> Work required
Are you able to quote each entry exactly as written?

=== Task input ===

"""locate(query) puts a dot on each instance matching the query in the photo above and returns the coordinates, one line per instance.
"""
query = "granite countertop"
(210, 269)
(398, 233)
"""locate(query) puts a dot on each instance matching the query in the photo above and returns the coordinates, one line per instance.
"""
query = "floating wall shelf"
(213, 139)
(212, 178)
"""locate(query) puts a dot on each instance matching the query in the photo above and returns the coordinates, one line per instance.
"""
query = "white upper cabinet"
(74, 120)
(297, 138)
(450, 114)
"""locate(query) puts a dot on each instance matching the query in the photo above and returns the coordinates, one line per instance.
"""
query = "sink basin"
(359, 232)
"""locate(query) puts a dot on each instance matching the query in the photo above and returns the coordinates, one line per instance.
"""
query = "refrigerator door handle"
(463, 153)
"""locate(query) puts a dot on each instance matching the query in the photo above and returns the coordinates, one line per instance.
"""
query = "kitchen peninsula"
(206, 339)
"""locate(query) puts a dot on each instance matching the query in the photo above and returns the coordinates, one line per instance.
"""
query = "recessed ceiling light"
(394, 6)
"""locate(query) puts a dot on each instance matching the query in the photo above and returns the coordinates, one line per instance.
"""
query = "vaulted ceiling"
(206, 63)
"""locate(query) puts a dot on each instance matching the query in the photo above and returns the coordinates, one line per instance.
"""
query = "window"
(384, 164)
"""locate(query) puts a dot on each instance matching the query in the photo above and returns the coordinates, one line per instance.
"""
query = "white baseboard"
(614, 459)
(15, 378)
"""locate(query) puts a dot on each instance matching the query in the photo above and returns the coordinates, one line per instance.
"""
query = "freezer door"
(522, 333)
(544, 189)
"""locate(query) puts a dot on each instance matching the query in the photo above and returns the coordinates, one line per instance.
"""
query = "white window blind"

===

> Result
"""locate(query) puts a dot on each instance matching the query in the photo above and returns the coordinates, one line per instance.
"""
query = "granite countertop"
(210, 269)
(398, 233)
"""locate(query) puts a dot on each instance matching the query in the photo above and returns the coordinates, one line per instance.
"""
query = "floating wall shelf"
(213, 139)
(212, 178)
"""locate(query) puts a dot on each instance matching the query in the photo above and returns the coordinates, one line per instance.
"""
query = "white upper cabinet"
(74, 120)
(297, 138)
(450, 114)
"""locate(query) puts a dot on each instance matching the query in the photo above and returns the coordinates, one line per instance.
"""
query = "sink basin"
(359, 232)
"""locate(query) puts a dot on each instance matching the query in the photo above and returns the coordinates, one line per instance.
"""
query = "refrigerator door handle"
(463, 153)
"""locate(query) puts a dot on each instance matching the query in the photo above and returns the coordinates, one line per instance.
"""
query = "kitchen peninsula"
(206, 339)
"""locate(query) puts a dot on each instance matching the query in the photo above and returns the coordinates, one line per instance.
"""
query = "recessed ceiling light"
(394, 6)
"""locate(query) puts a dot on each instance matching the query in the photo above and returns the coordinates, one line per instance.
"""
query = "vaulted ceiling"
(206, 63)
"""locate(query) puts a dot on each instance matching the query in the photo above and returns the coordinates, one line per instance.
"""
query = "window"
(384, 164)
"""locate(query) puts a dot on each instance matching the query in the photo above and returns the coordinates, one line per instance.
"""
query = "white baseboard"
(614, 459)
(15, 378)
"""locate(query) puts a dot on each instance matching the query in the photo above and returns the coordinates, one line per instance.
"""
query = "freezer door"
(522, 333)
(544, 189)
"""locate(query) puts a dot on each instance matching the query in the photo above and returns the coordinates, one line per instance.
"""
query = "white window blind"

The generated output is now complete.